[Exercise input]
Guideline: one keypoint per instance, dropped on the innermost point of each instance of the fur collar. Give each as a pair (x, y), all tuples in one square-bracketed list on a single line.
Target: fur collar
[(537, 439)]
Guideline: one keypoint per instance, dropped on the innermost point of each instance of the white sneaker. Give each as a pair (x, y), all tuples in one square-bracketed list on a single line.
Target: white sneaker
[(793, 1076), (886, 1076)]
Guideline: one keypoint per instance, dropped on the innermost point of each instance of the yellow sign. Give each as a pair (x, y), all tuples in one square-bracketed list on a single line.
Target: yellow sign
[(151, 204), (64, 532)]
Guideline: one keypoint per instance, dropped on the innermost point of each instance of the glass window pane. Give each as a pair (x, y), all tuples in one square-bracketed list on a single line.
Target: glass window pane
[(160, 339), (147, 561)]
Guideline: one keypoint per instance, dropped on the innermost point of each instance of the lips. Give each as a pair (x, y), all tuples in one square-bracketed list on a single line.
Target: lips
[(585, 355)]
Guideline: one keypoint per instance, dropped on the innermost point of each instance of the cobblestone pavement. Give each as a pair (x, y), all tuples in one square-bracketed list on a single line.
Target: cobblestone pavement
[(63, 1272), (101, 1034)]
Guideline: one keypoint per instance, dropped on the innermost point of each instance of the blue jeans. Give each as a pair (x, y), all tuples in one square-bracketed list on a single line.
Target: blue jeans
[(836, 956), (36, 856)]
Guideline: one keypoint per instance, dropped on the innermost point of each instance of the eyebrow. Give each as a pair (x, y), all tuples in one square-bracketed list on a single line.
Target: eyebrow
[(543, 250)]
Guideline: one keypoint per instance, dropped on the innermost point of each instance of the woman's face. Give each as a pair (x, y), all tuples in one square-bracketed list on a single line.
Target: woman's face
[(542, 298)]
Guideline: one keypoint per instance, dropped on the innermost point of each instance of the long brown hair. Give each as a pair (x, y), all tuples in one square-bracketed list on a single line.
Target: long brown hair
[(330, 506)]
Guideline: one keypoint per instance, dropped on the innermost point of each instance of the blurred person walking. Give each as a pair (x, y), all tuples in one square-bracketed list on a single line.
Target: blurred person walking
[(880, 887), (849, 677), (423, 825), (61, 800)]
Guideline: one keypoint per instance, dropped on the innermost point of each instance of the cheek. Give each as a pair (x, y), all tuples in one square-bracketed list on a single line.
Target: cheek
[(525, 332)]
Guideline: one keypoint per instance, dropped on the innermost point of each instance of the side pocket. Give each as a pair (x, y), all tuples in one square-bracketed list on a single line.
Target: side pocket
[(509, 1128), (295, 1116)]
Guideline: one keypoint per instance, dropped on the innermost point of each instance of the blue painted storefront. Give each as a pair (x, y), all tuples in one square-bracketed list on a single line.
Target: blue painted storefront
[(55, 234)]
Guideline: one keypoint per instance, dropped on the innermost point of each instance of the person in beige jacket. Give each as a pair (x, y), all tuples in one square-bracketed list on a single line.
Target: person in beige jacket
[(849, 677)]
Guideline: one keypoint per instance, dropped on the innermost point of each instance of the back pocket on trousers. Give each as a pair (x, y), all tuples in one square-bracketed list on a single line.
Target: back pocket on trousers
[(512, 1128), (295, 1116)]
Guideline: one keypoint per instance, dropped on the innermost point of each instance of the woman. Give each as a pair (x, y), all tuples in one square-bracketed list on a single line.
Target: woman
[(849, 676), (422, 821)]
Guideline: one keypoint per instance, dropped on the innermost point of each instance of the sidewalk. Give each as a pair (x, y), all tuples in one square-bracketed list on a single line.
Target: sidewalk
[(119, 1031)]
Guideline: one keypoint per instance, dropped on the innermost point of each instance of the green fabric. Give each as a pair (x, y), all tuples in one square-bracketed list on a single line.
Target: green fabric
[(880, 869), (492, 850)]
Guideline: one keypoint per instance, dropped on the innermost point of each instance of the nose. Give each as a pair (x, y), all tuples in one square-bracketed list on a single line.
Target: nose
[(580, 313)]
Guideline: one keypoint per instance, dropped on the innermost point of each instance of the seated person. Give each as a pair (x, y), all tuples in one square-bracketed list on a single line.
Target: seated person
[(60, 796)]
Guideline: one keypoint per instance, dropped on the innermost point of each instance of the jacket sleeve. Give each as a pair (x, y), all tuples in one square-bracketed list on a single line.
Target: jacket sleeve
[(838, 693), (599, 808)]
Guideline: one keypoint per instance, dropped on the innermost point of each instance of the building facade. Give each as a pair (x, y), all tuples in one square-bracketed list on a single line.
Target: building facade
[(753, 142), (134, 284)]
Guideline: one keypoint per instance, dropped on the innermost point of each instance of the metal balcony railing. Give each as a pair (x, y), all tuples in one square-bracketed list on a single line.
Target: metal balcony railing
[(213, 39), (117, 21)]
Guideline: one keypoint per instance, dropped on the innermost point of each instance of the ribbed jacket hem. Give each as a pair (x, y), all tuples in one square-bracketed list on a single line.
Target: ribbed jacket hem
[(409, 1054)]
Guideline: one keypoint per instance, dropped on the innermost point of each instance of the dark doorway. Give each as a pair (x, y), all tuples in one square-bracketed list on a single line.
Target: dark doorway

[Task statement] Convert each line of the rows above into a JSON list of strings, one string per line, and leave out any blank lines.

[Worked answer]
[
  "Guideline: one keypoint per instance, dropped on the innermost point of each instance of the fur collar. Give each as a pair (x, y), all tuples in one square-bracketed list on a single line.",
  "Target: fur collar",
  "[(537, 439)]",
  "Guideline: one keypoint per instance, dropped on the innermost point of each instance of the white sneaker. Give each as a pair (x, y), all tuples in one square-bracketed list on a single line.",
  "Target: white sneaker",
  "[(793, 1076), (886, 1076)]",
  "Guideline: one keypoint per instance, dropped on the innermost point of each instance of the yellow sign. Give each as a pair (x, y), all tuples in one square-bracketed list on a single line.",
  "Target: yellow sign",
  "[(151, 204), (64, 532)]",
  "Guideline: one keypoint per instance, dropped on the innermost point of each instance of the glass window pane. Give each as a pair (x, y), all tuples in one square-bracketed list on a single line.",
  "Target: glass window pane",
  "[(160, 339), (147, 561)]",
  "Guideline: one keypoint per instance, dropped on the innermost point of each instance of the lips. Give each as a pair (x, y), all tuples in one square-bracketed list on a single line.",
  "Target: lips",
  "[(585, 355)]",
  "Guideline: one keypoint per instance, dropped on the innermost point of each instance of the cobblestone pavement. Give each as a pair (x, y), all tuples in one square-bracketed list on a single line.",
  "Target: cobblestone pavement",
  "[(63, 1272), (101, 1034)]",
  "Guideline: one keypoint per instance, dropped on the innermost point of each instance of the blue jeans. Give each as a pair (x, y), all tuples in one square-bracketed list on a single line.",
  "Target: blue jeans",
  "[(836, 956), (36, 856)]",
  "Guideline: one keypoint per instance, dropped on the innermost point of each instance of the eyebrow. Give each as a pair (x, y), all tuples in one square-bracketed list on a single line.",
  "Target: eyebrow",
  "[(543, 250)]",
  "Guideline: one keypoint per instance, dropped on the innermost point of each instance of the woman's face. Give each as a pair (x, y), all tuples in one square-bracketed list on a single line.",
  "Target: woman's face",
  "[(542, 298)]",
  "Guideline: one keypoint per instance, dropped on the innermost point of each instance of the long brown hair. Give each as a pair (x, y), all tuples in one square-bracketed list on a single line.",
  "Target: long brown hair",
  "[(330, 506)]",
  "Guideline: one keypoint per instance, dropped on the innermost point of each instance of the blurred person walking. Give each as a pair (x, y), all tuples in one square-bracketed list on a single line.",
  "Target: blurred person walking",
  "[(880, 887), (849, 677), (423, 825), (61, 800)]",
  "Guideline: one keypoint per instance, dropped on the innermost point of each instance of the cheek. Give each as a pair (x, y), all tuples in one square-bracketed list on a single line.",
  "Target: cheek",
  "[(525, 332)]",
  "Guideline: one keypoint per instance, dropped on the innermost point of each instance of the side pocket. Give each as a pair (x, y), all tuples in one square-bracketed list on a single line.",
  "Target: side pocket",
  "[(509, 1128), (295, 1116)]",
  "Guideline: one keypoint per instance, dropped on the innermost point of each instance of the blue painted storefront. Give each as a pair (x, y), all tuples in one square-bracketed list on a single line.",
  "Target: blue painted storefront",
  "[(55, 234)]",
  "Guideline: one keypoint per instance, dropped on the innermost point of each instance of the person in beige jacket. Give each as a pair (x, y), all tuples in one square-bracketed list on a single line.",
  "Target: person in beige jacket",
  "[(849, 677)]",
  "Guideline: one keypoint per instance, dropped on the innermost point of each instance of the back pocket on trousers. Give each as a pair (x, y), all tuples in one square-bracketed list on a single line.",
  "Target: back pocket on trousers",
  "[(512, 1128), (295, 1116)]",
  "Guideline: one keypoint per instance, dropped on the innermost point of each instance of the woman. Give each as a pair (x, y), all tuples in one square-bracketed list on a single line.",
  "Target: woman",
  "[(849, 676), (422, 821)]",
  "Guideline: one keypoint per instance, dropped on the innermost point of each instance of the sidewalk. Give each as a pair (x, y), all tuples in one square-bracketed list on a single line.",
  "Target: sidewalk",
  "[(119, 1031)]",
  "Guideline: one keypoint per instance, dropped on the innermost point of each instance of the green fabric. Give each as a pair (x, y), all tuples in one square-bracketed list on a single line.",
  "Target: green fabric",
  "[(880, 869), (492, 850)]",
  "Guideline: one keypoint per instance, dropped on the innermost point of each instance of the nose. Give each as a pair (x, y), all tuples in one square-bracketed list on a single line.",
  "Target: nose",
  "[(580, 313)]",
  "Guideline: one keypoint per instance, dropped on the innermost point of each instance of the seated person. Give each as a pair (x, y), all tuples in one square-bracketed list on a single line.",
  "Target: seated person",
  "[(60, 796)]",
  "Guideline: one keypoint per instance, dropped on the innermost point of each instance of the jacket sleeve. Give each as a pair (x, y), all tuples in one square-bracketed list on a single line.",
  "Target: jacket sleeve",
  "[(838, 693), (599, 808)]",
  "Guideline: one keypoint per instance, dropped on the innermost point of each instance of the building facade. Give each as a pair (x, y), all tuples in one square-bracketed list on a single line.",
  "Target: building facade",
  "[(753, 142), (134, 284)]",
  "Guideline: one keypoint per instance, dropped on the innermost point of each instance of the metal balcony railing. Give each as a pair (x, y), all tuples in one square-bracketed list on a single line.",
  "Target: metal balcony railing",
  "[(213, 39), (117, 21)]",
  "Guideline: one keypoint per instance, dropped on the innermost point of each instance of the ribbed jacket hem. Give each as a pair (x, y), all tuples in one square-bracketed list on a single line.",
  "Target: ribbed jacket hem",
  "[(409, 1054)]",
  "Guideline: one keypoint per instance, dropped on the innermost point of each instance of the dark doorway. Give each as a pair (x, y), all tuples in one square-bracketed list on a single line.",
  "Target: dark doorway"
]